Only an exact copy of the lines beginning at the one that contains "Each instance of the black microphone" and ending at the last line of the records below counts as the answer.

- DATASET ENTRIES -
+++
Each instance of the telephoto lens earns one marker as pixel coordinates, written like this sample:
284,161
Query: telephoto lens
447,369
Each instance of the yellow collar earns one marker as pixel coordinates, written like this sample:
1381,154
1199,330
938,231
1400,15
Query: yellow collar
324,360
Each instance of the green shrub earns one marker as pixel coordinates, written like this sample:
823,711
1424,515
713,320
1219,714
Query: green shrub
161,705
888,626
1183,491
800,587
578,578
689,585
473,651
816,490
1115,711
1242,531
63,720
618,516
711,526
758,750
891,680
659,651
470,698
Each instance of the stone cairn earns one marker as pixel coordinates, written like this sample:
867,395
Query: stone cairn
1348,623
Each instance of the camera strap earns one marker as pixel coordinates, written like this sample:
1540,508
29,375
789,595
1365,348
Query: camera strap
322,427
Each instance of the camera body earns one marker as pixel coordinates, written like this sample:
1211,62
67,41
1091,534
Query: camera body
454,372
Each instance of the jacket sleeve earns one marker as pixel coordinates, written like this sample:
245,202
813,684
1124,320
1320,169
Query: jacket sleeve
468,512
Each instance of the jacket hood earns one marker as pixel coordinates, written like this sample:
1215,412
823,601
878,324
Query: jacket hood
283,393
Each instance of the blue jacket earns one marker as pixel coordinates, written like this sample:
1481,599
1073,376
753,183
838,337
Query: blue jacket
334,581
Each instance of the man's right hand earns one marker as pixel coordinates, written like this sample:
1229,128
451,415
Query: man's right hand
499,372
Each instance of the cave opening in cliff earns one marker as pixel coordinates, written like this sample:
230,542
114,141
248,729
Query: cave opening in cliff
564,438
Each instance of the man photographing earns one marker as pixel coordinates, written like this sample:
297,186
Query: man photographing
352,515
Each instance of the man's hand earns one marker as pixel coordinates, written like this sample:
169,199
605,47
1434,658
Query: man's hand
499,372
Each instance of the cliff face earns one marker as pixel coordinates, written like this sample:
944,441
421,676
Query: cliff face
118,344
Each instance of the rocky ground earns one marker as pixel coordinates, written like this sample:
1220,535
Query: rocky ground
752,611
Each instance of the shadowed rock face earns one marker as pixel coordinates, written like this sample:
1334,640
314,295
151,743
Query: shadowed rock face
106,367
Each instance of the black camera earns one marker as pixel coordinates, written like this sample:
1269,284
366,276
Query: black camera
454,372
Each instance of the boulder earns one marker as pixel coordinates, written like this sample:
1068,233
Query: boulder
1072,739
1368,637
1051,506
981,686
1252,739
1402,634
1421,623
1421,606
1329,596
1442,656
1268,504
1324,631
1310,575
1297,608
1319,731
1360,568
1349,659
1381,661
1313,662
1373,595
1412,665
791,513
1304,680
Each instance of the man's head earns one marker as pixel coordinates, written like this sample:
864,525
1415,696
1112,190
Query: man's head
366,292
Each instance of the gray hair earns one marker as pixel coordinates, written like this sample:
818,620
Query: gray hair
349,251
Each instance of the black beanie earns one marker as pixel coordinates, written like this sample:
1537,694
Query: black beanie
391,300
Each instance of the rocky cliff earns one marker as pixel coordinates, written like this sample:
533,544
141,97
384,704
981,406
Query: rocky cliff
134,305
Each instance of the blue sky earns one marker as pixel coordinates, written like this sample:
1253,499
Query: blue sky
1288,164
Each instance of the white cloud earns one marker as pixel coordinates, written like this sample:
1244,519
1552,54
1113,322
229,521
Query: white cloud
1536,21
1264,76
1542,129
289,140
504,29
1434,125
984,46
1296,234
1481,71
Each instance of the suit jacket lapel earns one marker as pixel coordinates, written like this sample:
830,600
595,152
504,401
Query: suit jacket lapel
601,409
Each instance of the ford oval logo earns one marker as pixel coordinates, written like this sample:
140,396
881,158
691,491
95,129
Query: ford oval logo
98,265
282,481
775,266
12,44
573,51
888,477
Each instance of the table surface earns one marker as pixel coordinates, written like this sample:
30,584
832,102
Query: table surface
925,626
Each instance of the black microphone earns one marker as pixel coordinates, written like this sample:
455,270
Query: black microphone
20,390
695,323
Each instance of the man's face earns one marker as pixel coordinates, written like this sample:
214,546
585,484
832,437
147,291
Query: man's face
+++
- RESULT OF THE TASK -
Each instance of the black microphone earns one marker as pixel coordinates, written like this sample:
455,270
Query: black microphone
20,390
695,323
Each instance of the man's face earns one marker as pixel coordinates, written like this sample:
214,546
585,484
832,437
147,291
Query: man's face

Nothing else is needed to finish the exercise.